**** Data lines
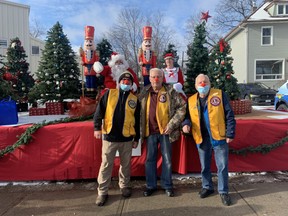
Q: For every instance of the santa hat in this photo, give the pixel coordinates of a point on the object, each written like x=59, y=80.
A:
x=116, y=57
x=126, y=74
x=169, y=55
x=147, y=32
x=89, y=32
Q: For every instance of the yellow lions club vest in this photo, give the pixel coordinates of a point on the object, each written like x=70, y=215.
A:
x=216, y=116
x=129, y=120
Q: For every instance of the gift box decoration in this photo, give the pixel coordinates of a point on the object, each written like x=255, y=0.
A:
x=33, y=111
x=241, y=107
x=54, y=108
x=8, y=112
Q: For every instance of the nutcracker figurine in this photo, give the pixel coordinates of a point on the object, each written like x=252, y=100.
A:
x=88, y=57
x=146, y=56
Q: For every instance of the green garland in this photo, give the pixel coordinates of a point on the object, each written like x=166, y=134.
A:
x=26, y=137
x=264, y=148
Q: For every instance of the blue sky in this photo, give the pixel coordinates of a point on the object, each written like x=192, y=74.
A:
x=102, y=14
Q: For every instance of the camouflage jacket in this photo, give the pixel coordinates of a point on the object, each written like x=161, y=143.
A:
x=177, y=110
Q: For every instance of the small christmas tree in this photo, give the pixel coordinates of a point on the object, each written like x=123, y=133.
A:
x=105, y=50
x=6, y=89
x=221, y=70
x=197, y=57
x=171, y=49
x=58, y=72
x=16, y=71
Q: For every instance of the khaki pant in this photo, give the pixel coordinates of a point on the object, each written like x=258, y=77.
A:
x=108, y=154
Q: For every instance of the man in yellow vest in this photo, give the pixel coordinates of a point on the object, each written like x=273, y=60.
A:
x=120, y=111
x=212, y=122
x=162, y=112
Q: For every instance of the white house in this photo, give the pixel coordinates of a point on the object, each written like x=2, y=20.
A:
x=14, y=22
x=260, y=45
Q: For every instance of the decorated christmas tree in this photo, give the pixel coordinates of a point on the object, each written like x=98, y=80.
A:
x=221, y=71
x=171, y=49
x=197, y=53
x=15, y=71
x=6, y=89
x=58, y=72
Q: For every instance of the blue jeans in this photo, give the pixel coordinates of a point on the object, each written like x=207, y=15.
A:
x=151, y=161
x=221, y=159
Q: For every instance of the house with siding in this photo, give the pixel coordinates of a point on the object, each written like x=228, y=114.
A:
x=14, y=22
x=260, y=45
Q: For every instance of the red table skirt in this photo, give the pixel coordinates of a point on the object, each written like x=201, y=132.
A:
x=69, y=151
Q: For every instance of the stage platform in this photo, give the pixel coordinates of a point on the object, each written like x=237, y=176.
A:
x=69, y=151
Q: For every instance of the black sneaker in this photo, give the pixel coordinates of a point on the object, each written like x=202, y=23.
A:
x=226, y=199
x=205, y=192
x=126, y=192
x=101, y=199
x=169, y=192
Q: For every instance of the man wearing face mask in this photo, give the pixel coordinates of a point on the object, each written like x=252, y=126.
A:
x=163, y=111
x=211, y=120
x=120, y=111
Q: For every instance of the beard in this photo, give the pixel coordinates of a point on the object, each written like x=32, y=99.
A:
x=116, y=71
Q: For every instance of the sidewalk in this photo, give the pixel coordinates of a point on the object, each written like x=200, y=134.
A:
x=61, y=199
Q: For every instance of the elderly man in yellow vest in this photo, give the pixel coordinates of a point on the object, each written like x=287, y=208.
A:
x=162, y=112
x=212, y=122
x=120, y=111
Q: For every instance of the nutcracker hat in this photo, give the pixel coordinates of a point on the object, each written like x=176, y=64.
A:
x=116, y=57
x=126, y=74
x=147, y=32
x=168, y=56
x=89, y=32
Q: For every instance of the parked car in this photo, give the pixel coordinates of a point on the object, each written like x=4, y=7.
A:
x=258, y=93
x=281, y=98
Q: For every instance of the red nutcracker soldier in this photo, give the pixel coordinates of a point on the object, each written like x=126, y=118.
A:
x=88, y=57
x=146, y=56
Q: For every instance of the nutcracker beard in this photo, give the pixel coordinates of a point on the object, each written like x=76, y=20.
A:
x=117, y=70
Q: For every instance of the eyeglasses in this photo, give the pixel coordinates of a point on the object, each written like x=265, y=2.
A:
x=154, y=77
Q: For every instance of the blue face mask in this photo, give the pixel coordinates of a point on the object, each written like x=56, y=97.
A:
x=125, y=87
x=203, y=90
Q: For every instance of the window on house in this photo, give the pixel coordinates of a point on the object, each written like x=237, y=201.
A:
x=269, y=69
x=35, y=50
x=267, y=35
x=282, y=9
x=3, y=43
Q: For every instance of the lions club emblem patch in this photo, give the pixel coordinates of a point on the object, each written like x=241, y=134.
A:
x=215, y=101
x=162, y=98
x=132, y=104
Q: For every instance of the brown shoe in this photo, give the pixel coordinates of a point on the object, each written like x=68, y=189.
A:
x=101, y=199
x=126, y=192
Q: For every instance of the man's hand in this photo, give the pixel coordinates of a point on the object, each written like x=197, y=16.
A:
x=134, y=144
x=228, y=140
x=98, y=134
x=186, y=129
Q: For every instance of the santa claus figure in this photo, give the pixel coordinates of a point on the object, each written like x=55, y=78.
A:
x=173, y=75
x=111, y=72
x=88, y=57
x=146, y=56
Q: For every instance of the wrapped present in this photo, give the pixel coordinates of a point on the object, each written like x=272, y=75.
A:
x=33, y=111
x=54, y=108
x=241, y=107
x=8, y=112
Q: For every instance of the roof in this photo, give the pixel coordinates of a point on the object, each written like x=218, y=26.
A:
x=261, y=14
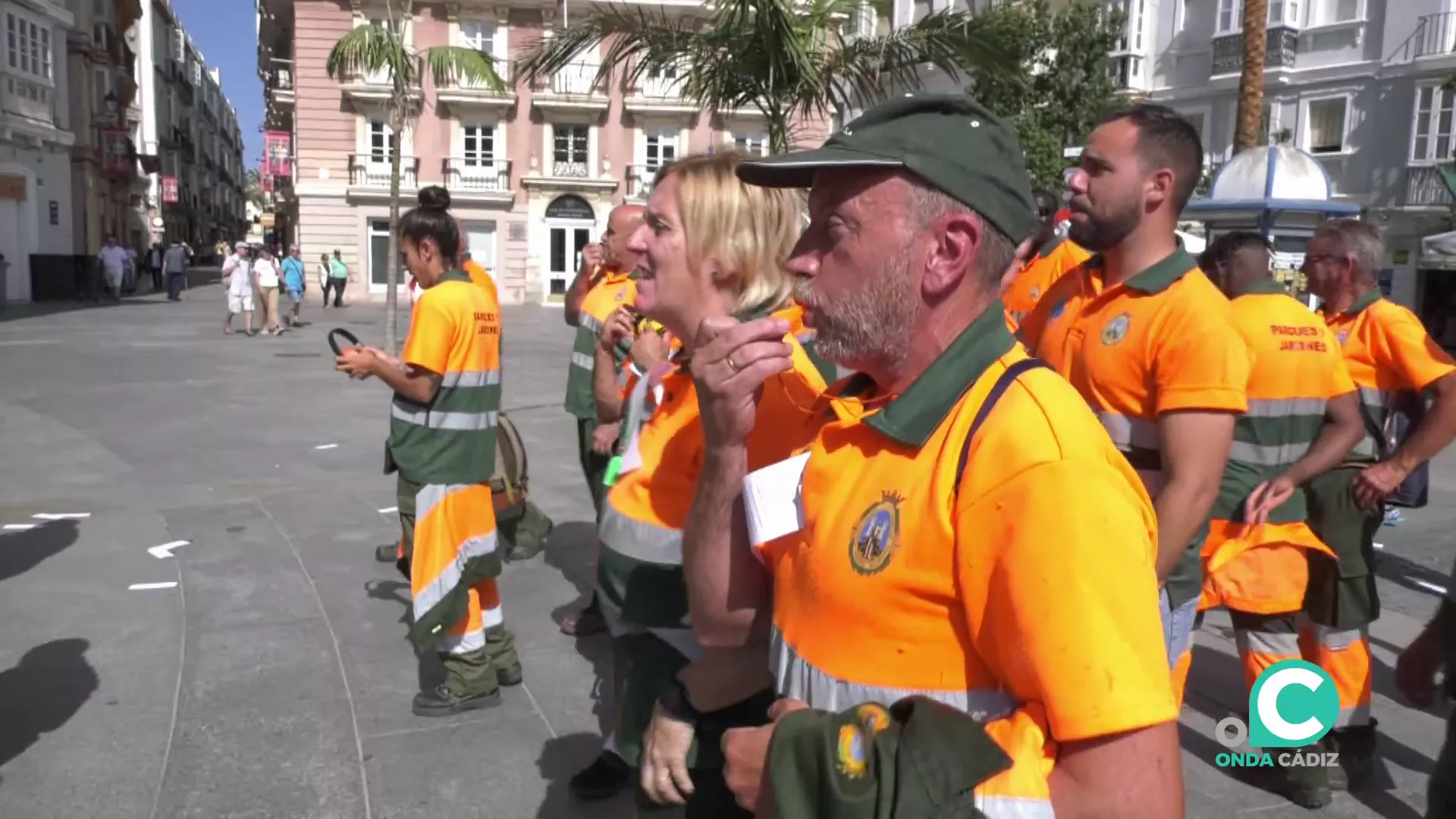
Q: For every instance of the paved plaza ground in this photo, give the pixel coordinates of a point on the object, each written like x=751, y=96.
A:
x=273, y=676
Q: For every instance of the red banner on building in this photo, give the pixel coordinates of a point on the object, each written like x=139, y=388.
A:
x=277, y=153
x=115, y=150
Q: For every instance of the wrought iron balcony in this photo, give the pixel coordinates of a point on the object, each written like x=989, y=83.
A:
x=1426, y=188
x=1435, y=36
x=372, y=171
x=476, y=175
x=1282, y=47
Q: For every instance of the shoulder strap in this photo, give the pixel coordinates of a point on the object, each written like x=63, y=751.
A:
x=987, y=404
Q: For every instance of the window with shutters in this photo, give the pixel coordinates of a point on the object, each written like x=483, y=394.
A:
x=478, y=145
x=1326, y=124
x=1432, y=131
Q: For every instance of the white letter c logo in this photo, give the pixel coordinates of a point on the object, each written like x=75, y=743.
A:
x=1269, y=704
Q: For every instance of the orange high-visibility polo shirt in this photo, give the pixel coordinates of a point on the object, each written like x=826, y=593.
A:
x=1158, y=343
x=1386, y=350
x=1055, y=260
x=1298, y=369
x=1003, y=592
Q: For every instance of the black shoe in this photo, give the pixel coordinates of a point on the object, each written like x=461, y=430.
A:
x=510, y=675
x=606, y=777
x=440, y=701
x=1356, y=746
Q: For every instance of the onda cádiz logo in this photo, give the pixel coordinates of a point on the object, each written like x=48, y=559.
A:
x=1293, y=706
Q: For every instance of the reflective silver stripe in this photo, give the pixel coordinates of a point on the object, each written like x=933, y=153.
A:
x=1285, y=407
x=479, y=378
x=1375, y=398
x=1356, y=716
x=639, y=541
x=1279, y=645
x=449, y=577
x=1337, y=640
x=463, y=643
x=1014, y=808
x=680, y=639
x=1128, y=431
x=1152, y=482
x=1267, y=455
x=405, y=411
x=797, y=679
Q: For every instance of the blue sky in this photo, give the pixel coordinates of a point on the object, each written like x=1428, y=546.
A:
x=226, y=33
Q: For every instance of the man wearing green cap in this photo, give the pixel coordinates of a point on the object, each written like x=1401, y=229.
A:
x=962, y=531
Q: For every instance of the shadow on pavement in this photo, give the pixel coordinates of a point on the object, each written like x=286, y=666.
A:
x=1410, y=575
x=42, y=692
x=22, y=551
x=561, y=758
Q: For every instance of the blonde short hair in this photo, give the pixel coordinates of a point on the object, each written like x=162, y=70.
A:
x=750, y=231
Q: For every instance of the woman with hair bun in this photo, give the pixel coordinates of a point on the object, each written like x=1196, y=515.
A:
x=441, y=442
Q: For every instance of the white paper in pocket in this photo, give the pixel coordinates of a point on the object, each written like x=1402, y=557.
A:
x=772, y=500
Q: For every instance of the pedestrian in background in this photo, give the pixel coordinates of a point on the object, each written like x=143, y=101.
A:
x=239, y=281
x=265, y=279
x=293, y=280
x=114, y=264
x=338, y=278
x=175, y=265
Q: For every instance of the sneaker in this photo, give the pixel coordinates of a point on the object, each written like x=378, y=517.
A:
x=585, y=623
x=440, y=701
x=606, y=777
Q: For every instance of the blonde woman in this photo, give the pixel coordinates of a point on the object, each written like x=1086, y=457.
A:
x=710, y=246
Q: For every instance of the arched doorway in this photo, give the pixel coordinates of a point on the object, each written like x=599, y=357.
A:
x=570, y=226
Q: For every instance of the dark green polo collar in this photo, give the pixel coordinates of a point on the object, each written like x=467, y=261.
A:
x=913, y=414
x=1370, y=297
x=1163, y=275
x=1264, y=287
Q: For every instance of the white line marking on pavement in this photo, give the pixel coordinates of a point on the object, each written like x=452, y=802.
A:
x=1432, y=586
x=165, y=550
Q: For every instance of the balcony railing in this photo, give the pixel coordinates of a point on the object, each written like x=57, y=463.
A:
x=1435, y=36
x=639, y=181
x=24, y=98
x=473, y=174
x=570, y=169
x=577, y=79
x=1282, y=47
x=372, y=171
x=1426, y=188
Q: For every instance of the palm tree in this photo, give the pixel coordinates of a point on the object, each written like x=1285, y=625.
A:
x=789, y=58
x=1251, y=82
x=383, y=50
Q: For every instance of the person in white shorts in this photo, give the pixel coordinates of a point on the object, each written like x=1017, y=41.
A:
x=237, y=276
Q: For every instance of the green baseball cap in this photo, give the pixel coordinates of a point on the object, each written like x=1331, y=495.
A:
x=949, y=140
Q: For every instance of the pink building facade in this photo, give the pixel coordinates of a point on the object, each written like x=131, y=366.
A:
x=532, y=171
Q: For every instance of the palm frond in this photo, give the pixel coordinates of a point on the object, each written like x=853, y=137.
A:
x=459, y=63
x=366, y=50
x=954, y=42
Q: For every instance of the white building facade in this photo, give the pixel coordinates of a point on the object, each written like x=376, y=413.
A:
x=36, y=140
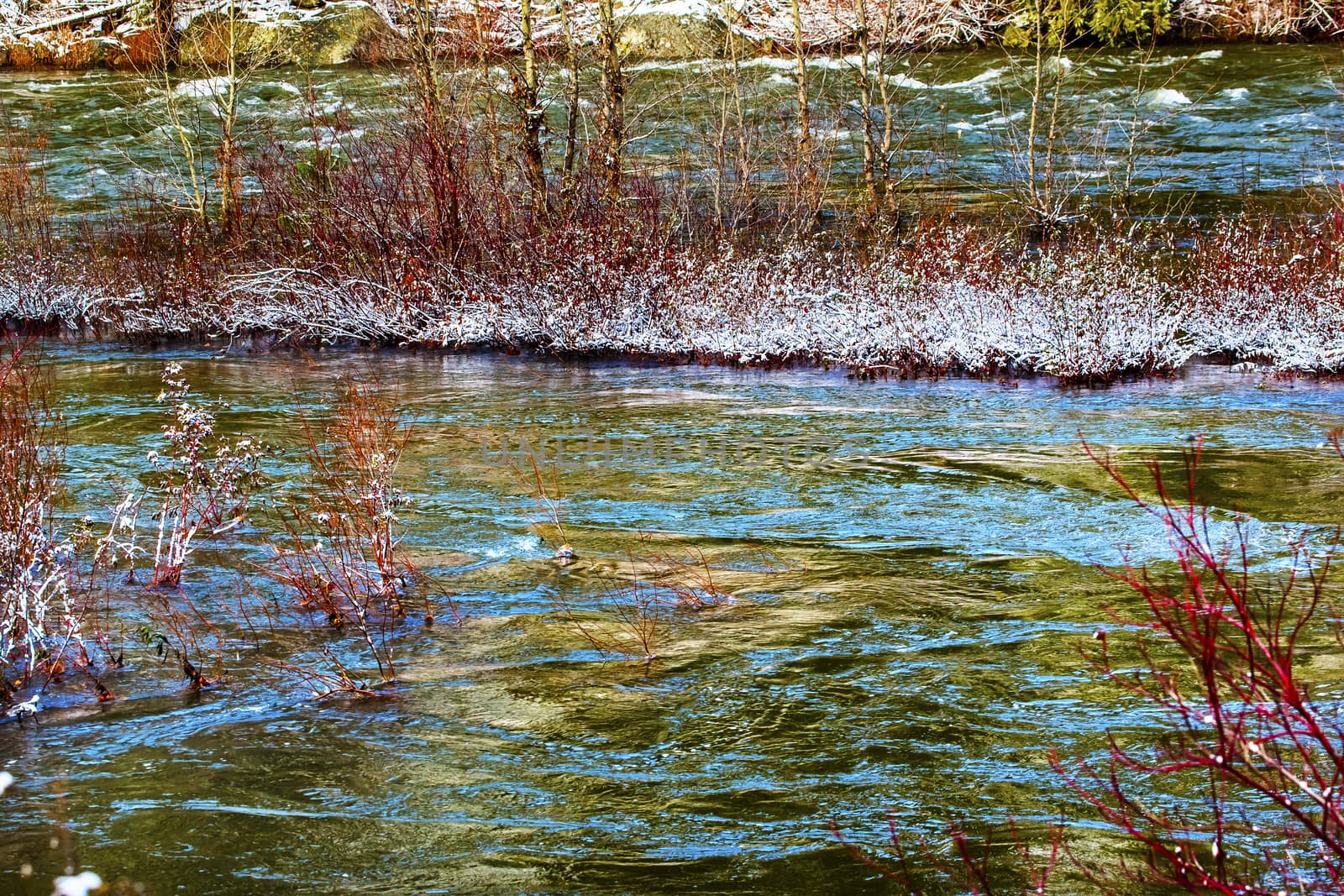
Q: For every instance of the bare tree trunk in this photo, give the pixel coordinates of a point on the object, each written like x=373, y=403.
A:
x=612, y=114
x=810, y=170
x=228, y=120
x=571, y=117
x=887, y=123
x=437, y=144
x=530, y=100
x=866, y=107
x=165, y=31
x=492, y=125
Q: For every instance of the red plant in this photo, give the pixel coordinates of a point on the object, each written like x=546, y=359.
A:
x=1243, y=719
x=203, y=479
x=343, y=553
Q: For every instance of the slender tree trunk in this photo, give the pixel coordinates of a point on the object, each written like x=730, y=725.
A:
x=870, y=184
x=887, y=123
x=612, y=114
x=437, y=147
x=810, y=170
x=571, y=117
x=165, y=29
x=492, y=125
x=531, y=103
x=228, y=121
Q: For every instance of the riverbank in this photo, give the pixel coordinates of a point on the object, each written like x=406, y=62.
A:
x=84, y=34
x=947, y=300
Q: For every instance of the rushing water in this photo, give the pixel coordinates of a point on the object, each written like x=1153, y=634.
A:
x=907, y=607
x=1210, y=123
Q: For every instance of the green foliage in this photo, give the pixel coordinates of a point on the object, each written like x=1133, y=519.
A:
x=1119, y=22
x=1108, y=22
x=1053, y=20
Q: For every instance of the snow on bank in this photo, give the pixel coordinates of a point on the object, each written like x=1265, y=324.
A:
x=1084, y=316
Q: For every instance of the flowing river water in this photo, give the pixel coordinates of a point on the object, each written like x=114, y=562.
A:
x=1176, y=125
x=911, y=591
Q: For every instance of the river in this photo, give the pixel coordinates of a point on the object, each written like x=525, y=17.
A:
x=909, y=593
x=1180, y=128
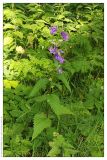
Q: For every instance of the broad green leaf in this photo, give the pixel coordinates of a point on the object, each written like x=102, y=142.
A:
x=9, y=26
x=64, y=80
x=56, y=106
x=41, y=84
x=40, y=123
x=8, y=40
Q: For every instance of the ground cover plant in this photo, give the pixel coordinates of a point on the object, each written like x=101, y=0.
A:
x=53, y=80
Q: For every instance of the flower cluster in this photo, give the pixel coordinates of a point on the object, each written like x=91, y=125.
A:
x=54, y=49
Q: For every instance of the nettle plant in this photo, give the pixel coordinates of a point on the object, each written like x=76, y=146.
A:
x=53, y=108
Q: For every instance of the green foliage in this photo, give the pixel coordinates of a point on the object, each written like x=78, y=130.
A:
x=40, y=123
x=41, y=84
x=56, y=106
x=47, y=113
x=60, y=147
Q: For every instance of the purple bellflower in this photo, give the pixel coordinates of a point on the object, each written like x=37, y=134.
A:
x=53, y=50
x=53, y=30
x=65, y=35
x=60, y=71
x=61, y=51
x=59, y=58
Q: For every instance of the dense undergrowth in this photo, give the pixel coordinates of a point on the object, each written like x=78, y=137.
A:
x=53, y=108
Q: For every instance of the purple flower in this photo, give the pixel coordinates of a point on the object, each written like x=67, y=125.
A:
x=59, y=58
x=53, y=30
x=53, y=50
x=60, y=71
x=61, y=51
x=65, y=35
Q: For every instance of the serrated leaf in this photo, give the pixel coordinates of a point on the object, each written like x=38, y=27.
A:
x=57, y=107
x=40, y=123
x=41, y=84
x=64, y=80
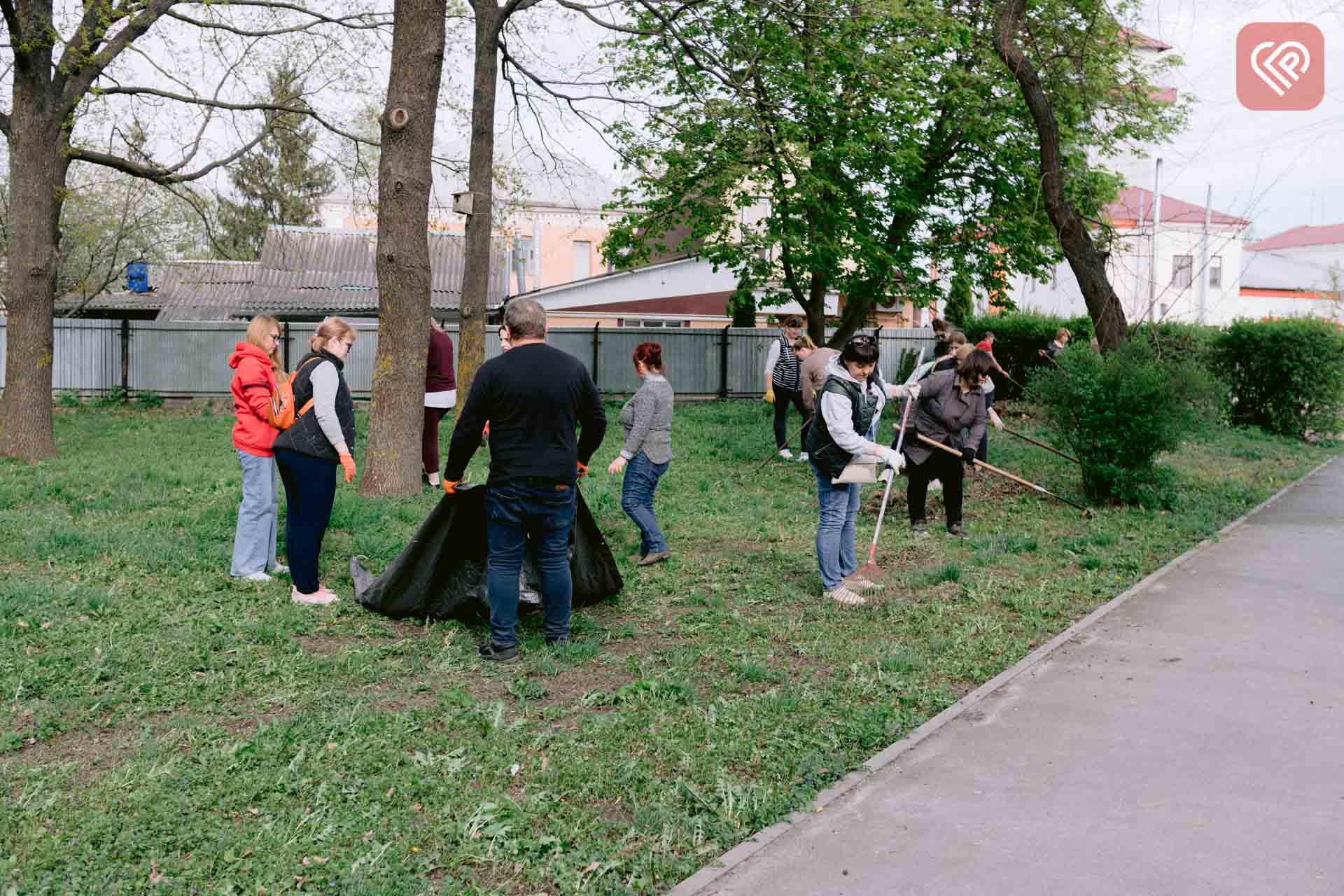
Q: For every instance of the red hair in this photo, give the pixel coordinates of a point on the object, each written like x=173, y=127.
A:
********
▶ Given request
Please retype the lines from the one that contains "like x=78, y=130." to the final line of the records, both included, exactly as written and without any pictures.

▶ Final answer
Q: For every instance of the green foliage in this photo, give the pixel coordinates of a point on the object, each written like x=78, y=130.
A:
x=40, y=123
x=41, y=84
x=56, y=106
x=47, y=113
x=60, y=147
Q: For every instance of the purple bellflower in this photo, give the pixel coordinates of a point on the object, each written like x=37, y=134.
A:
x=53, y=50
x=53, y=30
x=65, y=35
x=60, y=71
x=61, y=51
x=59, y=58
Q: For every instance of the dense undergrowth in this photo, give the pixel coordinates of a point on the object, each written like x=78, y=137.
A:
x=53, y=108
Q: For every instance of the purple flower in this photo, give the pixel coordinates of a point on the object, each written like x=67, y=125.
A:
x=59, y=58
x=53, y=30
x=53, y=50
x=60, y=71
x=61, y=51
x=65, y=35
Q: For every instance of the serrated leaf in this photo, give the pixel coordinates of a point on the object, each written like x=38, y=27.
A:
x=57, y=107
x=40, y=123
x=41, y=84
x=64, y=80
Q: For every instance of the red hair in this photo, give the pixel coordinates of a point on the object, each written like x=173, y=127.
A:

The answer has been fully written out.